● **Activity**: Retype each record exactly, please. Skip none.

[Collected data]

════════

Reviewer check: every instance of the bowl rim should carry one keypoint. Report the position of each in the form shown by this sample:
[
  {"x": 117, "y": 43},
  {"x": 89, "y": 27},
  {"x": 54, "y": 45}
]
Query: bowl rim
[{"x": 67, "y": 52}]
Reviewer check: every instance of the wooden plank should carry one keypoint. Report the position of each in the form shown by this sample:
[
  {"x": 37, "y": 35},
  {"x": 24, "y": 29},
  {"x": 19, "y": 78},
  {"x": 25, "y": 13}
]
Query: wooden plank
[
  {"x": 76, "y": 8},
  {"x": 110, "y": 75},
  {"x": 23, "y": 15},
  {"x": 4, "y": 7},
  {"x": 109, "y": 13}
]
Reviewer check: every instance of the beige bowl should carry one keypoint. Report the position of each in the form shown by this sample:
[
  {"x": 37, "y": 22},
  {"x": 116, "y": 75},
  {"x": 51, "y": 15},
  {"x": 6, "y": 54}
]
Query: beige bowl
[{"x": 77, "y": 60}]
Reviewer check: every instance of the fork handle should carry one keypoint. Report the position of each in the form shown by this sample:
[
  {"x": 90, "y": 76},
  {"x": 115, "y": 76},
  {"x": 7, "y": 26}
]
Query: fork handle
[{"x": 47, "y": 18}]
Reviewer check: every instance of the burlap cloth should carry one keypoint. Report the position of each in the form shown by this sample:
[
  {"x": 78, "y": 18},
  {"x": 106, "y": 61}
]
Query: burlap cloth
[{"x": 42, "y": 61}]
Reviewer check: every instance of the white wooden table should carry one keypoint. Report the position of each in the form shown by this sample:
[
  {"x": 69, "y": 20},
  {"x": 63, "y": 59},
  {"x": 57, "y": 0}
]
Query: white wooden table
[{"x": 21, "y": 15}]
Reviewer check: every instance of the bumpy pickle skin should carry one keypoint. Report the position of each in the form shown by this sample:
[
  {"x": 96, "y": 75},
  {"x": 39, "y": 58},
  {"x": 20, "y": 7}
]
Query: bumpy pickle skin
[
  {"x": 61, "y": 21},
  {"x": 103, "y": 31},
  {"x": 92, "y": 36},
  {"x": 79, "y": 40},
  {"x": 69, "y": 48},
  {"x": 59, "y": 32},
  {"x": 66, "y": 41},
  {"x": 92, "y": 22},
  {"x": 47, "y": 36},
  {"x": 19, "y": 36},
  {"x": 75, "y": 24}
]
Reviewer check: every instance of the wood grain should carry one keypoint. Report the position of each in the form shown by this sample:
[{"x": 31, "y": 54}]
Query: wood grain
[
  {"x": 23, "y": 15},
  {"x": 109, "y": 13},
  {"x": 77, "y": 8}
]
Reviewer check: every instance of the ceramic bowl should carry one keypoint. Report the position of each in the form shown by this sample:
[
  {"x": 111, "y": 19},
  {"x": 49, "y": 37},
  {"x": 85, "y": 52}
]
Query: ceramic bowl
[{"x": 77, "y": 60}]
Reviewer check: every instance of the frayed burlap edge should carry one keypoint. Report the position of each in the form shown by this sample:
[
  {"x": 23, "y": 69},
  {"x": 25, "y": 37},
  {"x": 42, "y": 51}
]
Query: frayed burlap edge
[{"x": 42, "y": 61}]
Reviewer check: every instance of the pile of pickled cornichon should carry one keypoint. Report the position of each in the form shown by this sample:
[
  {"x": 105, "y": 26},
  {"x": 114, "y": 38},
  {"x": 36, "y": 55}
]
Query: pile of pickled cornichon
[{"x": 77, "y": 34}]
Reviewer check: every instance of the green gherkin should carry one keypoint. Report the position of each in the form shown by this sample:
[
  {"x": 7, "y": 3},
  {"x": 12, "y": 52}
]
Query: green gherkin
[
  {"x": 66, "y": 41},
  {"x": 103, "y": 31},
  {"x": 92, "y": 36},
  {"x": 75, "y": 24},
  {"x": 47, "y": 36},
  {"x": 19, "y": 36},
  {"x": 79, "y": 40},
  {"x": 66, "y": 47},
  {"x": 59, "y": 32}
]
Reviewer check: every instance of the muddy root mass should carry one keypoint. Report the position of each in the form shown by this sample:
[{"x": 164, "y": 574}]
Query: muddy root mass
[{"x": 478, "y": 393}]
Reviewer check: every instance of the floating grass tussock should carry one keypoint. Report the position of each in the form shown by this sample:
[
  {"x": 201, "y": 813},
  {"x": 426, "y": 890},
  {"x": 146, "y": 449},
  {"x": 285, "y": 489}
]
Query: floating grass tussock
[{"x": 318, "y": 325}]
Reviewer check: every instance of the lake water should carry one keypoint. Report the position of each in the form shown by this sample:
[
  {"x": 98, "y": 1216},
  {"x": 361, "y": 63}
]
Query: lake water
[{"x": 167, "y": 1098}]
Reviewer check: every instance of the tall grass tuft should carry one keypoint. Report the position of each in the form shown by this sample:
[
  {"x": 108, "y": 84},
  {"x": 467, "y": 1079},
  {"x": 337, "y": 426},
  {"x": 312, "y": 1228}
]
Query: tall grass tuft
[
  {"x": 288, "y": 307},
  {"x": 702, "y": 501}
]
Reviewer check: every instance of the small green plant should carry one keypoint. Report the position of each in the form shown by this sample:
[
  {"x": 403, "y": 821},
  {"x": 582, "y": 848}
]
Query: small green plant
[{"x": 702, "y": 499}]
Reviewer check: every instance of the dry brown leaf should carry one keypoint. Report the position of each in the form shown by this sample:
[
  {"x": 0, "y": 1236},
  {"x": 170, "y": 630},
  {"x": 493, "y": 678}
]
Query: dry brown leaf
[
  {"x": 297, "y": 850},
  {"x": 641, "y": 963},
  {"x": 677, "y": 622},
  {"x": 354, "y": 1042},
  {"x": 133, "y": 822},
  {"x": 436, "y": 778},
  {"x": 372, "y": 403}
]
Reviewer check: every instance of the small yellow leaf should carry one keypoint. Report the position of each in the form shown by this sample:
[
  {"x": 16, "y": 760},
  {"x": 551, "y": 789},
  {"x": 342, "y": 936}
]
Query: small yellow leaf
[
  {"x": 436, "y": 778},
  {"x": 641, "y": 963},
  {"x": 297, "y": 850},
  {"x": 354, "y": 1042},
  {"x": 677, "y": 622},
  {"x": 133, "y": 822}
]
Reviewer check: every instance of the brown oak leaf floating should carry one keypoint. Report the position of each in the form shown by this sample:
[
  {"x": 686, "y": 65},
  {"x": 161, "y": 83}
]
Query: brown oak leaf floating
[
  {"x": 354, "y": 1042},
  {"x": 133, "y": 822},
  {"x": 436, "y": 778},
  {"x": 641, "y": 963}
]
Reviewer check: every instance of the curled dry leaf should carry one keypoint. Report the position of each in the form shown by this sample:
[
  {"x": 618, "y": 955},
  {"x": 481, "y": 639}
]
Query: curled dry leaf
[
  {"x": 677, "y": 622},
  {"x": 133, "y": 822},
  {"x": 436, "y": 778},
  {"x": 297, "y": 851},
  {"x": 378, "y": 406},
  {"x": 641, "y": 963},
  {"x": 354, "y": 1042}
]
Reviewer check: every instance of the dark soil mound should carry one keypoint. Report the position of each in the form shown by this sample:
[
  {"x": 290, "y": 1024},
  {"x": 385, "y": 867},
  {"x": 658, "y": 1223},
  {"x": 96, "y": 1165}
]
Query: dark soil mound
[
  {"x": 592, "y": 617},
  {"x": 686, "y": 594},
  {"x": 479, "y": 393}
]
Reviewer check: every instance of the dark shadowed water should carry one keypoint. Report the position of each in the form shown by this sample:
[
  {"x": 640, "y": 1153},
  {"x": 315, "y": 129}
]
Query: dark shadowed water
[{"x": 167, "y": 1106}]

════════

● **Exercise response**:
Reviewer check: every instance of the bowl rim should carry one keypoint. Report the position of each in the form shown by this sample:
[
  {"x": 117, "y": 43},
  {"x": 89, "y": 27},
  {"x": 54, "y": 45}
]
Query: bowl rim
[{"x": 67, "y": 52}]
Reviewer check: every instance of the wooden plank should carry one keypoint. Report the position of each in the form shown by this sample:
[
  {"x": 37, "y": 35},
  {"x": 24, "y": 29},
  {"x": 19, "y": 78},
  {"x": 25, "y": 13}
]
Query: wooden plank
[
  {"x": 76, "y": 8},
  {"x": 110, "y": 75},
  {"x": 23, "y": 15},
  {"x": 4, "y": 7},
  {"x": 109, "y": 13}
]
Reviewer check: every instance of the beige bowl should carry one keypoint. Report the position of each in the form shown by this sample:
[
  {"x": 37, "y": 22},
  {"x": 116, "y": 75},
  {"x": 51, "y": 15},
  {"x": 6, "y": 54}
]
Query: beige bowl
[{"x": 77, "y": 60}]
Reviewer check: every instance of the fork handle should carry one keypoint. Report the position of each in the form shown by this sample:
[
  {"x": 90, "y": 76},
  {"x": 115, "y": 76},
  {"x": 7, "y": 26}
]
Query: fork handle
[{"x": 47, "y": 18}]
Reviewer check: every instance of the burlap cloth should carry one keypoint. Report the position of each in the form shown by this sample:
[
  {"x": 78, "y": 18},
  {"x": 106, "y": 61}
]
Query: burlap cloth
[{"x": 42, "y": 61}]
Reviewer check: every instance of the white wooden table should carry one keypoint. Report the position of each in the form shown by this sample:
[
  {"x": 69, "y": 20},
  {"x": 63, "y": 59},
  {"x": 57, "y": 0}
]
Query: white wooden table
[{"x": 21, "y": 15}]
Reviewer check: every instance of the bumpy pickle skin should carry one keypoint. Report the position of each in the form shown by this sample:
[
  {"x": 96, "y": 75},
  {"x": 39, "y": 58},
  {"x": 20, "y": 7}
]
Query: bumpy pickle skin
[
  {"x": 61, "y": 21},
  {"x": 103, "y": 31},
  {"x": 92, "y": 36},
  {"x": 79, "y": 40},
  {"x": 69, "y": 48},
  {"x": 59, "y": 32},
  {"x": 66, "y": 41},
  {"x": 92, "y": 22},
  {"x": 47, "y": 36},
  {"x": 19, "y": 36},
  {"x": 75, "y": 24}
]
Reviewer check: every instance of the wood grain should carry one keypoint. Report the position of each in the form shown by this sample:
[{"x": 31, "y": 54}]
Query: wood grain
[
  {"x": 23, "y": 15},
  {"x": 109, "y": 13},
  {"x": 77, "y": 8}
]
Reviewer check: every instance of the ceramic bowl should carry one keypoint. Report the position of each in the form shown by this sample:
[
  {"x": 111, "y": 19},
  {"x": 49, "y": 37},
  {"x": 85, "y": 52}
]
Query: ceramic bowl
[{"x": 77, "y": 60}]
Reviewer check: every instance of the frayed burlap edge should carry one keypoint. Report the position of each in the form shown by this sample:
[
  {"x": 23, "y": 69},
  {"x": 25, "y": 37},
  {"x": 42, "y": 51}
]
Query: frayed burlap edge
[{"x": 42, "y": 61}]
Reviewer check: every instance of the pile of pickled cornichon should carry one keypoint. Report the position of each in the form shown by this sample:
[
  {"x": 105, "y": 26},
  {"x": 114, "y": 38},
  {"x": 36, "y": 55}
]
Query: pile of pickled cornichon
[{"x": 77, "y": 34}]
Reviewer check: every instance of the green gherkin should carry one keypoint. Report the position of each in the form shown by this sample:
[
  {"x": 7, "y": 3},
  {"x": 12, "y": 52}
]
Query: green gherkin
[
  {"x": 66, "y": 41},
  {"x": 103, "y": 31},
  {"x": 92, "y": 36},
  {"x": 75, "y": 24},
  {"x": 47, "y": 36},
  {"x": 19, "y": 36},
  {"x": 79, "y": 40},
  {"x": 66, "y": 47},
  {"x": 59, "y": 32}
]
Reviewer check: every instance of the muddy root mass should carry one keypoint. Report the position of each in the form shown by this sample:
[{"x": 164, "y": 574}]
Query: muddy root mass
[{"x": 478, "y": 393}]
Reviewer check: every instance of the floating grass tussock should carry one keypoint. Report the position of each in the form shown by this sample:
[
  {"x": 201, "y": 813},
  {"x": 426, "y": 890},
  {"x": 146, "y": 449},
  {"x": 285, "y": 489}
]
Query: floating grass tussock
[{"x": 318, "y": 325}]
Reviewer check: every instance of the lake water should carry one keypoint. Report the position of each in the form shown by this sample:
[
  {"x": 98, "y": 1216},
  {"x": 361, "y": 63}
]
Query: lake water
[{"x": 167, "y": 1098}]
Reviewer check: every instance of the tall grass tuft should carry one keypoint. Report the position of each in the form shown by this sample:
[
  {"x": 108, "y": 84},
  {"x": 467, "y": 1079},
  {"x": 337, "y": 426},
  {"x": 312, "y": 1228}
]
Query: tall grass tuft
[
  {"x": 288, "y": 307},
  {"x": 702, "y": 501}
]
Reviewer check: every instance of the small green plant should carry one keypoint. Report the position of each in the form shown by this sample:
[
  {"x": 403, "y": 821},
  {"x": 582, "y": 848}
]
Query: small green plant
[{"x": 702, "y": 499}]
Reviewer check: every instance of the dry brown leaf should carry one keypoint. Report the position of each in the form shown by this sample:
[
  {"x": 0, "y": 1236},
  {"x": 170, "y": 630},
  {"x": 493, "y": 678}
]
Query: dry brown leaf
[
  {"x": 297, "y": 850},
  {"x": 641, "y": 963},
  {"x": 677, "y": 622},
  {"x": 354, "y": 1042},
  {"x": 133, "y": 822},
  {"x": 436, "y": 778},
  {"x": 372, "y": 403}
]
Reviewer check: every instance of the small yellow leaf should carry one keypoint. Report the position of each in the form shown by this sample:
[
  {"x": 16, "y": 760},
  {"x": 551, "y": 789},
  {"x": 342, "y": 936}
]
Query: small yellow leaf
[
  {"x": 436, "y": 778},
  {"x": 641, "y": 963},
  {"x": 297, "y": 850},
  {"x": 354, "y": 1042},
  {"x": 677, "y": 622},
  {"x": 133, "y": 822}
]
Reviewer check: every instance of the brown oak leaf floating should carry one keypoint. Report the position of each in the form shown by this sample:
[
  {"x": 686, "y": 65},
  {"x": 161, "y": 83}
]
Query: brown oak leaf floating
[
  {"x": 354, "y": 1042},
  {"x": 133, "y": 822},
  {"x": 436, "y": 778},
  {"x": 641, "y": 963}
]
Reviewer check: every instance of the curled dry leaf should carry one keypoint. Report the position of each in the form shown by this sample:
[
  {"x": 618, "y": 955},
  {"x": 481, "y": 639}
]
Query: curled dry leaf
[
  {"x": 677, "y": 622},
  {"x": 133, "y": 822},
  {"x": 436, "y": 778},
  {"x": 297, "y": 851},
  {"x": 378, "y": 406},
  {"x": 641, "y": 963},
  {"x": 354, "y": 1042}
]
Reviewer check: every instance of the dark soil mound should carry one keypoint. Report the position of each in the form shown by this sample:
[
  {"x": 290, "y": 1024},
  {"x": 385, "y": 867},
  {"x": 658, "y": 1223},
  {"x": 96, "y": 1165}
]
Query: dark soil mound
[
  {"x": 592, "y": 617},
  {"x": 686, "y": 594},
  {"x": 479, "y": 393}
]
Reviewer check: every instance of the dark shadowed water should carry one keypoint. Report the position of each in the form shown by this sample:
[
  {"x": 640, "y": 1153},
  {"x": 315, "y": 129}
]
Query: dark shadowed water
[{"x": 167, "y": 1106}]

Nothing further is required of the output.